BEGIN Records for this task

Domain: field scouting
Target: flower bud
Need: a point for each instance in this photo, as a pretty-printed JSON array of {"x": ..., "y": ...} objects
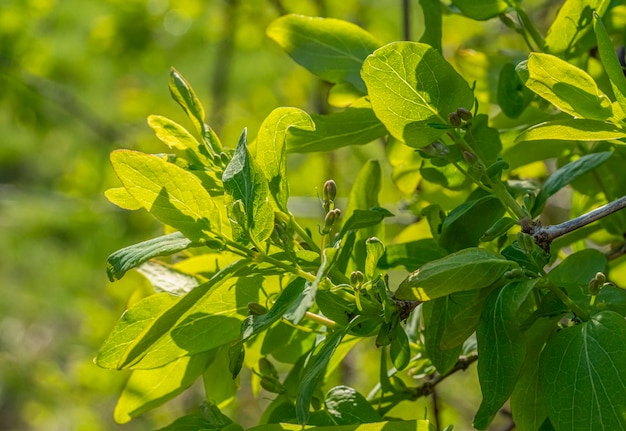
[
  {"x": 330, "y": 191},
  {"x": 256, "y": 309},
  {"x": 464, "y": 114},
  {"x": 330, "y": 220},
  {"x": 454, "y": 119}
]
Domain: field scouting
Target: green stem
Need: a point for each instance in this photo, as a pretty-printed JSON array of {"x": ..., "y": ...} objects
[
  {"x": 568, "y": 302},
  {"x": 262, "y": 257},
  {"x": 530, "y": 28}
]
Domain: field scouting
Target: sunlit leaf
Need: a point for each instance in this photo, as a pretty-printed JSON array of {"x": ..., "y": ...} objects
[
  {"x": 147, "y": 389},
  {"x": 330, "y": 48},
  {"x": 269, "y": 148},
  {"x": 356, "y": 125},
  {"x": 469, "y": 269},
  {"x": 567, "y": 87},
  {"x": 501, "y": 348},
  {"x": 404, "y": 81},
  {"x": 248, "y": 190},
  {"x": 171, "y": 194},
  {"x": 132, "y": 256},
  {"x": 583, "y": 373}
]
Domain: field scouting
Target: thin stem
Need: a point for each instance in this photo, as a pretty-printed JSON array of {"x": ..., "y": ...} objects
[
  {"x": 568, "y": 301},
  {"x": 544, "y": 236}
]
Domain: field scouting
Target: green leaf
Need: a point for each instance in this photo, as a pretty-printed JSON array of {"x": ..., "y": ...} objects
[
  {"x": 184, "y": 95},
  {"x": 314, "y": 371},
  {"x": 248, "y": 192},
  {"x": 171, "y": 194},
  {"x": 132, "y": 323},
  {"x": 165, "y": 278},
  {"x": 361, "y": 219},
  {"x": 483, "y": 10},
  {"x": 396, "y": 425},
  {"x": 572, "y": 130},
  {"x": 571, "y": 25},
  {"x": 119, "y": 196},
  {"x": 147, "y": 389},
  {"x": 583, "y": 375},
  {"x": 254, "y": 325},
  {"x": 411, "y": 255},
  {"x": 207, "y": 317},
  {"x": 356, "y": 125},
  {"x": 611, "y": 64},
  {"x": 437, "y": 314},
  {"x": 174, "y": 135},
  {"x": 346, "y": 407},
  {"x": 404, "y": 82},
  {"x": 466, "y": 224},
  {"x": 501, "y": 348},
  {"x": 575, "y": 273},
  {"x": 431, "y": 10},
  {"x": 527, "y": 401},
  {"x": 568, "y": 173},
  {"x": 269, "y": 148},
  {"x": 513, "y": 96},
  {"x": 400, "y": 350},
  {"x": 132, "y": 256},
  {"x": 469, "y": 269},
  {"x": 303, "y": 302},
  {"x": 567, "y": 87},
  {"x": 331, "y": 49}
]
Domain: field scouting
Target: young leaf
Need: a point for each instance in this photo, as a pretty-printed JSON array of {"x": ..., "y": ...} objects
[
  {"x": 184, "y": 95},
  {"x": 356, "y": 125},
  {"x": 572, "y": 130},
  {"x": 572, "y": 24},
  {"x": 432, "y": 23},
  {"x": 611, "y": 64},
  {"x": 567, "y": 174},
  {"x": 269, "y": 148},
  {"x": 207, "y": 317},
  {"x": 583, "y": 375},
  {"x": 313, "y": 373},
  {"x": 331, "y": 49},
  {"x": 469, "y": 269},
  {"x": 567, "y": 87},
  {"x": 527, "y": 401},
  {"x": 346, "y": 407},
  {"x": 513, "y": 96},
  {"x": 411, "y": 255},
  {"x": 132, "y": 323},
  {"x": 245, "y": 184},
  {"x": 501, "y": 348},
  {"x": 466, "y": 224},
  {"x": 147, "y": 389},
  {"x": 165, "y": 278},
  {"x": 404, "y": 82},
  {"x": 132, "y": 256},
  {"x": 171, "y": 194},
  {"x": 482, "y": 10}
]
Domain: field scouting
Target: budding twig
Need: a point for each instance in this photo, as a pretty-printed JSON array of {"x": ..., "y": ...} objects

END Records for this task

[Exercise details] Would you set down the material exactly as it stands, without the pictures?

[Answer for the task]
Domain: field scouting
Target: flower bud
Need: a point for each instance in this photo, as a pretty-printed JSON array of {"x": ..., "y": ...} objects
[
  {"x": 330, "y": 191},
  {"x": 256, "y": 309},
  {"x": 464, "y": 114},
  {"x": 330, "y": 220},
  {"x": 454, "y": 119}
]
Domain: field scouting
Target: green stem
Need: a point for each instance in this photo, as a pretty-printed JSON array of {"x": ..., "y": ...} objects
[
  {"x": 568, "y": 302},
  {"x": 262, "y": 257},
  {"x": 530, "y": 28}
]
Domain: field scouting
Target: sunlit leaf
Need: a point for each instance in this photo, as a pretty-printed JSON array of {"x": ..., "y": ...} objects
[
  {"x": 147, "y": 389},
  {"x": 330, "y": 48},
  {"x": 269, "y": 148},
  {"x": 356, "y": 125},
  {"x": 469, "y": 269},
  {"x": 567, "y": 87},
  {"x": 501, "y": 348},
  {"x": 404, "y": 81},
  {"x": 248, "y": 190},
  {"x": 171, "y": 194},
  {"x": 132, "y": 256},
  {"x": 583, "y": 373}
]
Domain: field scouting
Target: thin stem
Need: a point for each instance in this photo, as a pretty-printed JSON array of {"x": ..., "y": ...} objects
[
  {"x": 568, "y": 301},
  {"x": 544, "y": 236}
]
Domain: field scouting
Target: green leaf
Need: a point for each instance in this photo, as a pretty-printed JSON array of {"x": ..., "y": ...} objects
[
  {"x": 184, "y": 95},
  {"x": 314, "y": 371},
  {"x": 248, "y": 192},
  {"x": 171, "y": 194},
  {"x": 132, "y": 323},
  {"x": 165, "y": 278},
  {"x": 361, "y": 219},
  {"x": 483, "y": 10},
  {"x": 396, "y": 425},
  {"x": 572, "y": 130},
  {"x": 571, "y": 25},
  {"x": 119, "y": 196},
  {"x": 147, "y": 389},
  {"x": 583, "y": 375},
  {"x": 254, "y": 325},
  {"x": 411, "y": 255},
  {"x": 207, "y": 317},
  {"x": 356, "y": 125},
  {"x": 611, "y": 64},
  {"x": 437, "y": 314},
  {"x": 174, "y": 135},
  {"x": 346, "y": 407},
  {"x": 404, "y": 82},
  {"x": 466, "y": 224},
  {"x": 501, "y": 348},
  {"x": 575, "y": 273},
  {"x": 431, "y": 10},
  {"x": 527, "y": 401},
  {"x": 568, "y": 173},
  {"x": 269, "y": 148},
  {"x": 513, "y": 96},
  {"x": 400, "y": 350},
  {"x": 132, "y": 256},
  {"x": 469, "y": 269},
  {"x": 303, "y": 302},
  {"x": 567, "y": 87},
  {"x": 331, "y": 49}
]
Domain: field scouting
Target: young leaf
Need: a point for each instance in this photo, as a pretty-printed JSON array of {"x": ..., "y": ...} objects
[
  {"x": 184, "y": 95},
  {"x": 356, "y": 125},
  {"x": 572, "y": 130},
  {"x": 572, "y": 24},
  {"x": 432, "y": 23},
  {"x": 611, "y": 64},
  {"x": 567, "y": 174},
  {"x": 269, "y": 148},
  {"x": 207, "y": 317},
  {"x": 583, "y": 375},
  {"x": 313, "y": 373},
  {"x": 331, "y": 49},
  {"x": 469, "y": 269},
  {"x": 567, "y": 87},
  {"x": 527, "y": 401},
  {"x": 346, "y": 407},
  {"x": 513, "y": 96},
  {"x": 411, "y": 255},
  {"x": 132, "y": 323},
  {"x": 245, "y": 184},
  {"x": 501, "y": 348},
  {"x": 466, "y": 224},
  {"x": 147, "y": 389},
  {"x": 165, "y": 278},
  {"x": 404, "y": 82},
  {"x": 132, "y": 256},
  {"x": 171, "y": 194},
  {"x": 482, "y": 10}
]
Domain: field scouting
Target: budding twig
Need: a point for each instance in this photo, as a pretty-printed JSON array of {"x": ..., "y": ...} objects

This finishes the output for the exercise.